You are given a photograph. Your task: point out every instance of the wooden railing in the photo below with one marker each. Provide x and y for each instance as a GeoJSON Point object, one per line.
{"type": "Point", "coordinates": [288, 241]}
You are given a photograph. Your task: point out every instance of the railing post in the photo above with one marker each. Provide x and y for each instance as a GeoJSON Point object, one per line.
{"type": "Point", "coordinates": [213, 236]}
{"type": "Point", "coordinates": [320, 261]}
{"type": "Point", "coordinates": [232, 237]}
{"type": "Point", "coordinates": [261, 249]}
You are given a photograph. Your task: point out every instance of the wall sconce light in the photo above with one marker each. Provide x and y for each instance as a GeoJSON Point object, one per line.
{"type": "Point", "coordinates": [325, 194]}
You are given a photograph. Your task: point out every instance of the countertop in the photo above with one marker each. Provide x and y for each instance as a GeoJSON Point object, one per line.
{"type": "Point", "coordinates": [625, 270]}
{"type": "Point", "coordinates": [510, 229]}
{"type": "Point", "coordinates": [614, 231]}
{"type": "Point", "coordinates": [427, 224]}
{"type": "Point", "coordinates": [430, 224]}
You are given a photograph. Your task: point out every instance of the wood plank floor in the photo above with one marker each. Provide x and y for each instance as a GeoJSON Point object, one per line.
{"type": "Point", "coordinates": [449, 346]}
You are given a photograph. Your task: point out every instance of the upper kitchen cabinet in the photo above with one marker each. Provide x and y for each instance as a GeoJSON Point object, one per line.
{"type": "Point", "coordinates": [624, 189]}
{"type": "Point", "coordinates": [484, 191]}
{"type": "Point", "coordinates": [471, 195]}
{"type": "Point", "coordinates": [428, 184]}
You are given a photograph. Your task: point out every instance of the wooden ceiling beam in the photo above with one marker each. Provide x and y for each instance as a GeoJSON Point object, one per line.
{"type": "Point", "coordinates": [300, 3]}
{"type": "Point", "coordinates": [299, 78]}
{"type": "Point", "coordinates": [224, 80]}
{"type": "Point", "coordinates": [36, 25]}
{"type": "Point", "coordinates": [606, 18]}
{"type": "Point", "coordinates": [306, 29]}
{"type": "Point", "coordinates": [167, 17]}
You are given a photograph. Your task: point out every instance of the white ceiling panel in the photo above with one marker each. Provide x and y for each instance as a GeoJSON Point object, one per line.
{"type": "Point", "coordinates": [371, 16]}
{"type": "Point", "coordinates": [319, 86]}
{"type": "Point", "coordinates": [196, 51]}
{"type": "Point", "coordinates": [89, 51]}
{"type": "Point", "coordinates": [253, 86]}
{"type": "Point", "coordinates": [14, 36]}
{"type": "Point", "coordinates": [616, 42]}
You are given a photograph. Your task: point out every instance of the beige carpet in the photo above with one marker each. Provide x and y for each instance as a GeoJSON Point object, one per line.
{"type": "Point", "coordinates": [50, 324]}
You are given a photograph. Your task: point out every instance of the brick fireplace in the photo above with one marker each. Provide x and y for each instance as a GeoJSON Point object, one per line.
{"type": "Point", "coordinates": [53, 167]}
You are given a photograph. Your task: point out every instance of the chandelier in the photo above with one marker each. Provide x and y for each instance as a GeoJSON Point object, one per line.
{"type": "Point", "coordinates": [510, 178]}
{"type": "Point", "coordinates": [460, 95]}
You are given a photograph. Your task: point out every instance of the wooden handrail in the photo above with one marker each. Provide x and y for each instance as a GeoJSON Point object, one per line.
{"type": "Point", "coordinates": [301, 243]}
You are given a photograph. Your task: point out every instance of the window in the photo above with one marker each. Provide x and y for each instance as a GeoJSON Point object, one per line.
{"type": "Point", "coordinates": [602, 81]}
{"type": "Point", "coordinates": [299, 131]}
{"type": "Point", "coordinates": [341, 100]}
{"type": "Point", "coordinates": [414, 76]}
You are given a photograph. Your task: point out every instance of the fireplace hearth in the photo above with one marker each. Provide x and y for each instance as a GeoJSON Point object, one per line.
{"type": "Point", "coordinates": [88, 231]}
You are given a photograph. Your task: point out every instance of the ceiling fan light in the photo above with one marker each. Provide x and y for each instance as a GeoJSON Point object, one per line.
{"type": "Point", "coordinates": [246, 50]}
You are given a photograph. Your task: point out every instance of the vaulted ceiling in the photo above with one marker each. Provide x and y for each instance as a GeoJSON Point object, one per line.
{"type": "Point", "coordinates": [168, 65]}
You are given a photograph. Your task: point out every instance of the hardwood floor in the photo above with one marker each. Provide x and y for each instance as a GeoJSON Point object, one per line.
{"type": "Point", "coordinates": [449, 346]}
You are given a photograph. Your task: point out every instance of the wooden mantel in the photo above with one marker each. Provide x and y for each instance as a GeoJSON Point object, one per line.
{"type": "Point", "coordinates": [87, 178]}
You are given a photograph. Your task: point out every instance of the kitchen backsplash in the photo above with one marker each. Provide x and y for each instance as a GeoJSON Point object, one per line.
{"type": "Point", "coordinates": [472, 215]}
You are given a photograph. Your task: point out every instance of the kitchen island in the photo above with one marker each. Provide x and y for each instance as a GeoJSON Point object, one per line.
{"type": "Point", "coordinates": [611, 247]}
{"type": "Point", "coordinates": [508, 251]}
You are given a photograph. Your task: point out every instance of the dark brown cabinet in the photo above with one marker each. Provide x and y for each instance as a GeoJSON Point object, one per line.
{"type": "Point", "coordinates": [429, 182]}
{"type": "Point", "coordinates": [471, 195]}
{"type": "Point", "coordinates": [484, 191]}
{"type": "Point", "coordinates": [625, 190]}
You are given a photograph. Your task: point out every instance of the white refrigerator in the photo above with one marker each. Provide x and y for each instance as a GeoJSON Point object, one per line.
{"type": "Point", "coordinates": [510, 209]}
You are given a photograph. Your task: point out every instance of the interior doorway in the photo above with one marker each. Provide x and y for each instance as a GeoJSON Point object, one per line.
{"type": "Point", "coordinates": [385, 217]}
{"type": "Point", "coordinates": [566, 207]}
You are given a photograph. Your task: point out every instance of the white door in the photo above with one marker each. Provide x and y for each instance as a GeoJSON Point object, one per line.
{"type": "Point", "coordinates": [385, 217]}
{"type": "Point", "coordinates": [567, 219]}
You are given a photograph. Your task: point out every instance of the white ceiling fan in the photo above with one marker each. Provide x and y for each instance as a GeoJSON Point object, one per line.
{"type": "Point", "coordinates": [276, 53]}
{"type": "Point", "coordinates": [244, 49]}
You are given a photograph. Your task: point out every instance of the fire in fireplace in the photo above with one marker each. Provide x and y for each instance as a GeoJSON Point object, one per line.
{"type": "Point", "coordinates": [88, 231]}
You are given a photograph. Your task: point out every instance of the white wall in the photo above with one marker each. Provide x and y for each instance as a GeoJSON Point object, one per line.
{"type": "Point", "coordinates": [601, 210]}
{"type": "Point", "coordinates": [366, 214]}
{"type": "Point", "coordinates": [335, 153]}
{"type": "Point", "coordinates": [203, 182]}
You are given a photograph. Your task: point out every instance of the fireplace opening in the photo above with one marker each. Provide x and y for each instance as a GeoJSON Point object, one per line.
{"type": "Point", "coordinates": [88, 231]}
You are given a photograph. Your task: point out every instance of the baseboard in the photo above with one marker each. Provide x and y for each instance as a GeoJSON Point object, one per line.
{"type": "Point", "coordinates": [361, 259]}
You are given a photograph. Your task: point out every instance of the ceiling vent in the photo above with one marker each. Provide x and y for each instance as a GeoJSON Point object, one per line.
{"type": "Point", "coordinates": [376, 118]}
* * * * * * * * *
• What you are asked to do: Exactly as they stand above, repeat all the records.

• Solution for this exercise:
You are given a photograph. Your task: point out every instance of the wooden railing in the photo below with one marker each. Provide x and y for each instance as a GeoJSON Point object, one per line.
{"type": "Point", "coordinates": [288, 241]}
You are given a photograph. Your task: point out every instance of the railing post in the photo above with one marker each. Provide x and y for each instance as a GeoJSON Point object, one per line.
{"type": "Point", "coordinates": [213, 236]}
{"type": "Point", "coordinates": [320, 261]}
{"type": "Point", "coordinates": [232, 237]}
{"type": "Point", "coordinates": [261, 249]}
You are given a photograph. Your task: point out every instance of the wall sconce light in the photo above with one marker each. Provide x and y for each instance as a GeoJSON Point object, one per line.
{"type": "Point", "coordinates": [325, 194]}
You are given a photograph. Your task: point out every instance of the countertop in the photo above with one marker each. Provide x and y for each instance as a GeoJSON Point object, one per line.
{"type": "Point", "coordinates": [625, 270]}
{"type": "Point", "coordinates": [510, 229]}
{"type": "Point", "coordinates": [614, 231]}
{"type": "Point", "coordinates": [427, 224]}
{"type": "Point", "coordinates": [430, 224]}
You are given a photograph. Your task: point out every instance of the wood plank floor in the photo above with one marker each. Provide x and y for each instance as a GeoJSON Point object, one per line.
{"type": "Point", "coordinates": [449, 346]}
You are given a photograph. Your task: point out every instance of the upper kitchen cabinet in the photo above with one marker each. Provide x and y for each instance as a GeoJSON Point object, one per line.
{"type": "Point", "coordinates": [624, 189]}
{"type": "Point", "coordinates": [484, 191]}
{"type": "Point", "coordinates": [471, 195]}
{"type": "Point", "coordinates": [428, 184]}
You are given a photograph. Your task: point out every instance of the wooden ceiling beam in the photo above with one marker each. Provide x and y for each instance as a GeoJSON Point object, one per line.
{"type": "Point", "coordinates": [300, 3]}
{"type": "Point", "coordinates": [299, 78]}
{"type": "Point", "coordinates": [224, 80]}
{"type": "Point", "coordinates": [36, 25]}
{"type": "Point", "coordinates": [606, 18]}
{"type": "Point", "coordinates": [306, 29]}
{"type": "Point", "coordinates": [167, 17]}
You are given a photograph. Your task: point out every instance of the white ceiling panel in the photo above with one marker each. Provide x and y for each instance as a GeoJSON Point object, one per line.
{"type": "Point", "coordinates": [371, 16]}
{"type": "Point", "coordinates": [319, 86]}
{"type": "Point", "coordinates": [196, 51]}
{"type": "Point", "coordinates": [89, 51]}
{"type": "Point", "coordinates": [253, 86]}
{"type": "Point", "coordinates": [14, 36]}
{"type": "Point", "coordinates": [616, 42]}
You are given a photograph. Your task: point out every instance of the beige carpet in the photo above with one marker each. Provide x and y for each instance as a GeoJSON Point object, one per line.
{"type": "Point", "coordinates": [50, 324]}
You are given a photograph. Your task: point out every instance of the brick fireplace in the photo above with one marker each. Provide x and y for each instance as a GeoJSON Point object, one per line.
{"type": "Point", "coordinates": [53, 167]}
You are given a photograph. Your task: point out every instance of the chandelier in the photo above with one marker each. Provide x and y for each instance as a GeoJSON Point object, one per line.
{"type": "Point", "coordinates": [510, 178]}
{"type": "Point", "coordinates": [460, 95]}
You are given a photograph. Your task: point out every instance of the wooden handrail in the photo above with one marker each. Provide x and y for each instance as a GeoJSON Point object, one per line.
{"type": "Point", "coordinates": [301, 243]}
You are given a photograph. Your task: point out every instance of the window in the photo above with one marker each. Provide x and y for each instance as a GeoJSON Point object, one per line.
{"type": "Point", "coordinates": [602, 81]}
{"type": "Point", "coordinates": [299, 131]}
{"type": "Point", "coordinates": [341, 100]}
{"type": "Point", "coordinates": [414, 76]}
You are given a photograph. Your task: point out every instance of the fireplace hearth in the photo above with one marker each. Provide x and y for each instance as a GeoJSON Point object, one per line.
{"type": "Point", "coordinates": [88, 231]}
You are given a photograph. Your task: point out every instance of the ceiling fan light in the photo above with one marker each. Provide x and y for each instance as a GeoJSON Point object, one per line.
{"type": "Point", "coordinates": [246, 50]}
You are given a photograph. Your task: point out every instance of the vaulted ceiling in the photo above with one marker each. Provide x and y for each instance as a GeoJSON Point object, one per line.
{"type": "Point", "coordinates": [168, 65]}
You are given a photograph. Your task: point out every instance of the hardwood floor in the photo above with one marker each. Provide x and y for each instance as a GeoJSON Point object, one per line.
{"type": "Point", "coordinates": [449, 346]}
You are given a photograph. Your task: point out every instance of the wooden mantel in the photo above with one marker each. Provide x and y for each instance as a GeoJSON Point object, one per line.
{"type": "Point", "coordinates": [87, 178]}
You are given a photograph. Your task: point out every instance of the kitchen backsplash in the photo above with one marker each. Provide x and y for each instance as a GeoJSON Point object, one per line.
{"type": "Point", "coordinates": [472, 215]}
You are given a photograph. Your task: point out every instance of the kitchen island in the photo above with one marker each. Provide x and y for each instance as a GeoJSON Point object, one per line.
{"type": "Point", "coordinates": [611, 247]}
{"type": "Point", "coordinates": [508, 251]}
You are given a photograph. Your task: point out every instance of the dark brown cabinet in the photo above with one marker each. Provide x and y for each instance as a GeoJSON Point object, one per line.
{"type": "Point", "coordinates": [429, 182]}
{"type": "Point", "coordinates": [471, 195]}
{"type": "Point", "coordinates": [484, 191]}
{"type": "Point", "coordinates": [625, 190]}
You are given a photograph. Your task: point out every instance of the white refrigerator in the photo above with one marker each. Provide x and y for each instance as a GeoJSON Point object, one per line.
{"type": "Point", "coordinates": [510, 209]}
You are given a photograph. Your task: point out every instance of the interior doorway in the photo above with one marker each. Provide x and y for each instance as a GeoJSON Point object, one per line.
{"type": "Point", "coordinates": [385, 217]}
{"type": "Point", "coordinates": [566, 207]}
You are given a photograph. Your task: point out every instance of the white door in the photo above with one marker each. Provide x and y for each instance as a GeoJSON Point object, one per line.
{"type": "Point", "coordinates": [385, 217]}
{"type": "Point", "coordinates": [567, 219]}
You are given a photograph. Your task: point out every instance of the white ceiling fan in the photo above with one marker each. Provide x and y for each instance as a GeoJSON Point object, one per line.
{"type": "Point", "coordinates": [276, 53]}
{"type": "Point", "coordinates": [244, 49]}
You are given a photograph. Your task: point out every instance of the fire in fireplace in the photo above with one marker each. Provide x and y for each instance as a GeoJSON Point object, one per line.
{"type": "Point", "coordinates": [88, 231]}
You are given a photograph. Your task: point out every instance of the white wall in the photo above with one marker each. Provide x and y for each instance as a GeoJSON Point object, one per line.
{"type": "Point", "coordinates": [601, 210]}
{"type": "Point", "coordinates": [366, 214]}
{"type": "Point", "coordinates": [335, 153]}
{"type": "Point", "coordinates": [203, 182]}
You are given a photograph. Your task: point out every instance of the fireplace opening in the photo above with one marker each. Provide x and y for each instance as a GeoJSON Point object, one per line.
{"type": "Point", "coordinates": [88, 231]}
You are given a photograph. Your task: point out every instance of the baseboard in the photo above with one marker each. Provide x and y for each instance as a GeoJSON Point object, one per line.
{"type": "Point", "coordinates": [361, 259]}
You are given a photograph. Your task: point out every instance of the ceiling vent in the photo above with one marker each. Provide x and y for each instance as a GeoJSON Point object, one per line.
{"type": "Point", "coordinates": [376, 118]}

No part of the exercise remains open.